Mais la difficulté pour ces artistes qui veulent apporter un autre regard sur le monde, la société et soi-même, est celle de la visibilité. Les collectifs Picturie générale, Box24, Collectif Annaba Art Scène, apparus ces trois dernières années sur la scène de l’art locale, moins connus ou « rebelles », peu sollicités par les espaces institutionnels et les galeries, utilisent des espaces (appartements, locaux d’entreprises..) proposés par des mécènes artistes ou passionnés d’art. Ils en font des lieux d’exposition, d’expérimentation et de partage de nouvelles façons de voir et de faire. Un phénomène qui échappe à la médiatisation officielle et montre une production contemporaine hors du consensus esthétiquement correct et établi. Il revêt donc une spécificité indissociable des contextes sociopolitique, urbain et artistique.
Si la mondialisation et internet ont permis aux artistes d’aborder le réel différemment pour en proposer une autre lecture, sur le plan de la représentation, il s’agit d’une occupation de l’espace esthétique. Exposer dans l’alternatif signifie bénéficier d’une flexibilité et liberté essentielles pour proposer des iconographies qui dénotent par rapport aux modes de représentation et modèles dominants.

* [ENREGISTREMENTS CONSERVÉS]:
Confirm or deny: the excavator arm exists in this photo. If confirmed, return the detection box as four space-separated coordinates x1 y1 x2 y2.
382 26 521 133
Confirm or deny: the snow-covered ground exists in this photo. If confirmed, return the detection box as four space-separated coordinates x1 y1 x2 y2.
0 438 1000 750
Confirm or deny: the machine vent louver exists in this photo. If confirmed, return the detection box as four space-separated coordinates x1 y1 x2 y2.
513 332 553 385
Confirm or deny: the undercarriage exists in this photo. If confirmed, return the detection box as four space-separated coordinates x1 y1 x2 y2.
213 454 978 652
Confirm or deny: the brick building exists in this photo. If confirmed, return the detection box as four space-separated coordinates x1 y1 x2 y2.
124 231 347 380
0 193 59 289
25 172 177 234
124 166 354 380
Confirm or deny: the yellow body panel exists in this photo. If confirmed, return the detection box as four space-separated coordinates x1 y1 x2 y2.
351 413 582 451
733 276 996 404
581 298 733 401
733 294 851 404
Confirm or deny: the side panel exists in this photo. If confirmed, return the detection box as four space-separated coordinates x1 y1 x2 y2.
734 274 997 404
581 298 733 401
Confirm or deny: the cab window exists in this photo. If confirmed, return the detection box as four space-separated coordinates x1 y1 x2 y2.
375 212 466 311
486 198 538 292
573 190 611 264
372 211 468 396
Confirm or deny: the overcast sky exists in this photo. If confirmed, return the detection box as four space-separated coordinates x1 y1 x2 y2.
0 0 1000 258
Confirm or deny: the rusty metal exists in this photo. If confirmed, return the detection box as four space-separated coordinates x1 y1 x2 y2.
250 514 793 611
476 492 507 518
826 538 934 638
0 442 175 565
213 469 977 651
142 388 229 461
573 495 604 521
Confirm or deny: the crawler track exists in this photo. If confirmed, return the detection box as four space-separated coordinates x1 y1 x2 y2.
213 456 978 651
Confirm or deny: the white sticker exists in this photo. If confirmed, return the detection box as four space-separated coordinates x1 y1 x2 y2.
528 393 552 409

* [CONSIGNE]: Poursuivez le texte sur les collectifs d'artistes et leurs espaces d'exposition alternatifs à partir de sa dernière phrase. Les enregistrements n'ont aucun rôle dans cet exercice.

* [RÉPONSE]:
Alternatives, émergentes, résistantes : ainsi pourraient se définir ces actions parce qu’il s’agit de communautés alternatives de changement qui offrent des moments de respiration où se produisent de nouvelles façons de faire et d’exister. Leur présence est importante pour le devenir de l’art local parce qu’elles proposent des perspectives sensibles au rapport esthétique au monde par leur interprétation d’un environnement en agitation permanente. Un engagement salutaire dans le contexte artistique et politique actuel car ici plus qu’ailleurs, l’expression artistique est un éclairage des représentations que l’on a de nous-mêmes.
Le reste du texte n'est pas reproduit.